# SET TASK
Change "bronze" to "marble" in the material from the line containing "woman in this photo." through the end, and write out those lines again with nothing else altered.

◆ ◆ ◆ ◆ ◆ ◆ ◆

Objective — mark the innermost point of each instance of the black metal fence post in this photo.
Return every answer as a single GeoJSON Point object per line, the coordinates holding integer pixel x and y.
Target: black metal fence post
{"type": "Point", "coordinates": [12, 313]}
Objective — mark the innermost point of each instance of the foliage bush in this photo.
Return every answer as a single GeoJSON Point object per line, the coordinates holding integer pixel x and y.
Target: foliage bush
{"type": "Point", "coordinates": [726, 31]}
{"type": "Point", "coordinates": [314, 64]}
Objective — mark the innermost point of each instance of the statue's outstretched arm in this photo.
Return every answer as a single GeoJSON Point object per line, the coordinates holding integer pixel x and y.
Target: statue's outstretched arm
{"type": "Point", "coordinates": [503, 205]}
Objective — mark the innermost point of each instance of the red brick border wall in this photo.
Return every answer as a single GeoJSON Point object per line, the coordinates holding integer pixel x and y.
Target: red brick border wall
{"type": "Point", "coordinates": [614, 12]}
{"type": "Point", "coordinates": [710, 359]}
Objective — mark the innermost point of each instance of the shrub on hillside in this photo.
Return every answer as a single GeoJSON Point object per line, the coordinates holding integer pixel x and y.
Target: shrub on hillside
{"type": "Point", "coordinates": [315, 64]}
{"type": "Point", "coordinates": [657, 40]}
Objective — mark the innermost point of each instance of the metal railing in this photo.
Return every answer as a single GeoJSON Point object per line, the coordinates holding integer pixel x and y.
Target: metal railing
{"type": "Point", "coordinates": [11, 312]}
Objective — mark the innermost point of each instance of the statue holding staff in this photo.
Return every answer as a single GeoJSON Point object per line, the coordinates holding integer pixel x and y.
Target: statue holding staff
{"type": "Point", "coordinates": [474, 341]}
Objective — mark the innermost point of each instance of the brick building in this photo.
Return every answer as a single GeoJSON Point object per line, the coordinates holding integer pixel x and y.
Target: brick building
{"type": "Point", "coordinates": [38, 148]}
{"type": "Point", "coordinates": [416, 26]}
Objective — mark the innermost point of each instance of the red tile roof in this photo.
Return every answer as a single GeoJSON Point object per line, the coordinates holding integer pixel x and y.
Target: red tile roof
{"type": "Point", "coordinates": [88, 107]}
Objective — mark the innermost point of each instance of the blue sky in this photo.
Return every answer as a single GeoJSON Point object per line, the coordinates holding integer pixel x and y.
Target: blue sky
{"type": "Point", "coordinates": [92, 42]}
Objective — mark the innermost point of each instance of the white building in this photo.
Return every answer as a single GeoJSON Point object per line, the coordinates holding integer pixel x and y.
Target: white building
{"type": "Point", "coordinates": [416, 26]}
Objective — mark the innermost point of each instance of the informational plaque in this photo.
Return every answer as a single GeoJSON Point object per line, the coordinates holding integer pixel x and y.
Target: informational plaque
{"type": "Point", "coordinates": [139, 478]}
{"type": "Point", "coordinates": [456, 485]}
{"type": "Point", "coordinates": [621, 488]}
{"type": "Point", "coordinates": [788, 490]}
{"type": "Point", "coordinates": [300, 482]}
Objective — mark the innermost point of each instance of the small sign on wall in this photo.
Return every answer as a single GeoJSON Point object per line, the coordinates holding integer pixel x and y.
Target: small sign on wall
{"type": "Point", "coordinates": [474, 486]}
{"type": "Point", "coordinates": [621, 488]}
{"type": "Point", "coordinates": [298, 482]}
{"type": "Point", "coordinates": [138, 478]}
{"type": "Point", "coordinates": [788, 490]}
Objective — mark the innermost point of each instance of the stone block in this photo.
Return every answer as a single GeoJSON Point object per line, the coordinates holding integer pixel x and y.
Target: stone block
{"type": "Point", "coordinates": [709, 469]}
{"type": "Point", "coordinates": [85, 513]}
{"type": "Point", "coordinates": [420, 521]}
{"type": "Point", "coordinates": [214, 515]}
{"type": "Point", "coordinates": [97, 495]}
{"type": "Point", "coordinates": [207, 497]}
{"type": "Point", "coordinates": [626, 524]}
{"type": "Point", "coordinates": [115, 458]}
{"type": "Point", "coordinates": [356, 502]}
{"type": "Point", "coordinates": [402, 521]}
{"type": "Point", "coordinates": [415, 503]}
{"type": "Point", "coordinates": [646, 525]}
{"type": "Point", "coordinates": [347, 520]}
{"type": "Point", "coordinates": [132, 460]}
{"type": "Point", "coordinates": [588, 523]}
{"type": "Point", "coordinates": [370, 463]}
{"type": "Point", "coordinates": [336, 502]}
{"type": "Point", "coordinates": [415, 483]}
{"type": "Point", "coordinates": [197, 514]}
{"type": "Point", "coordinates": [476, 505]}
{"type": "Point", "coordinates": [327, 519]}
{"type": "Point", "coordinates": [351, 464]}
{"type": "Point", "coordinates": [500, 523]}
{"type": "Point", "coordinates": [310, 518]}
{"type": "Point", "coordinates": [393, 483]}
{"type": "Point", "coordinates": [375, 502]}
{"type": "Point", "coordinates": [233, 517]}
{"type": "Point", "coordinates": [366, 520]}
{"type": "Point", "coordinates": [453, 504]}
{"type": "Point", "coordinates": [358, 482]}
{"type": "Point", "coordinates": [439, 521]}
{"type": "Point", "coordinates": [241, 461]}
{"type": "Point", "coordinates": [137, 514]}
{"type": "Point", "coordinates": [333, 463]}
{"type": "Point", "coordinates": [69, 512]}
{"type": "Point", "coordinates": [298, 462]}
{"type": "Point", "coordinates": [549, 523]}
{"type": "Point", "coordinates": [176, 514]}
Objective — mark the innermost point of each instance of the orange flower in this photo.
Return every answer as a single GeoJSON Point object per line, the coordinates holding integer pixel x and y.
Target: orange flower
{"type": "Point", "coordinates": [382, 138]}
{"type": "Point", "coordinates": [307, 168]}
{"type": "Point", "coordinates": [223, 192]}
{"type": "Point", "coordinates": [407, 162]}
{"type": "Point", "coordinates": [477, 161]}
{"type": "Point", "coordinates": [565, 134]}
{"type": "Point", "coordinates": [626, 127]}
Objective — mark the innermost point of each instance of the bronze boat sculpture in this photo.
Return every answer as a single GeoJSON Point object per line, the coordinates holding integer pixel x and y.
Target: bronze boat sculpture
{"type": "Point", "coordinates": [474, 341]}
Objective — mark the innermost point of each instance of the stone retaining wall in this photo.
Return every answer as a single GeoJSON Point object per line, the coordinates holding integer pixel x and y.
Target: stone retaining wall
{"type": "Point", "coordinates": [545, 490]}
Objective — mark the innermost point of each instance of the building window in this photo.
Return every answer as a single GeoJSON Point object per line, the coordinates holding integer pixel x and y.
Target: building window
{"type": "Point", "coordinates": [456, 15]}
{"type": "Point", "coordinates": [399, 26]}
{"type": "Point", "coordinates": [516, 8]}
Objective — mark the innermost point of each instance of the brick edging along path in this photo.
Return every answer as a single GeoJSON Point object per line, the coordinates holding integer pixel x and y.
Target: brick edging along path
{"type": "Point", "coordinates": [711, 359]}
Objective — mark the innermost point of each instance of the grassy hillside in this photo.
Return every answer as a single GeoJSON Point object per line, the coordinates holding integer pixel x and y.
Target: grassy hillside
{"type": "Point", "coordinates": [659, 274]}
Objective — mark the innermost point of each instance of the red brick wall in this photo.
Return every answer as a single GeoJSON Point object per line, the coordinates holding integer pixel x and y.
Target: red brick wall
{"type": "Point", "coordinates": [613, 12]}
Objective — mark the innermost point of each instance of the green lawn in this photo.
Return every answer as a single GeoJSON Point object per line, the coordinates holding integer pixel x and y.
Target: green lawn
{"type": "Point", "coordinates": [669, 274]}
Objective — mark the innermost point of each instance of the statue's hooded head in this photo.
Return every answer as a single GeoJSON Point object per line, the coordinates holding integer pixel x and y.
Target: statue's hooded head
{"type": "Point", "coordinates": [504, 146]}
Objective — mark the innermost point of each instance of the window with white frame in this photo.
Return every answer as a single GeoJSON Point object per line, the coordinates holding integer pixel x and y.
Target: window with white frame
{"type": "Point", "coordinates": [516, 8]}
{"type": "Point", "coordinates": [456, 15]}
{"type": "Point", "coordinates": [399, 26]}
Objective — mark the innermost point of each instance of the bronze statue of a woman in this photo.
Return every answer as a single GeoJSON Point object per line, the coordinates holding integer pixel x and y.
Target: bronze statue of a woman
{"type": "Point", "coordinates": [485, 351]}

◆ ◆ ◆ ◆ ◆ ◆ ◆

# RESPONSE
Objective — mark the innermost point of each instance of the marble statue of a woman in this photo.
Return every answer as a single GeoJSON Point object per line, the coordinates holding integer pixel x and y.
Target: marble statue of a woman
{"type": "Point", "coordinates": [485, 351]}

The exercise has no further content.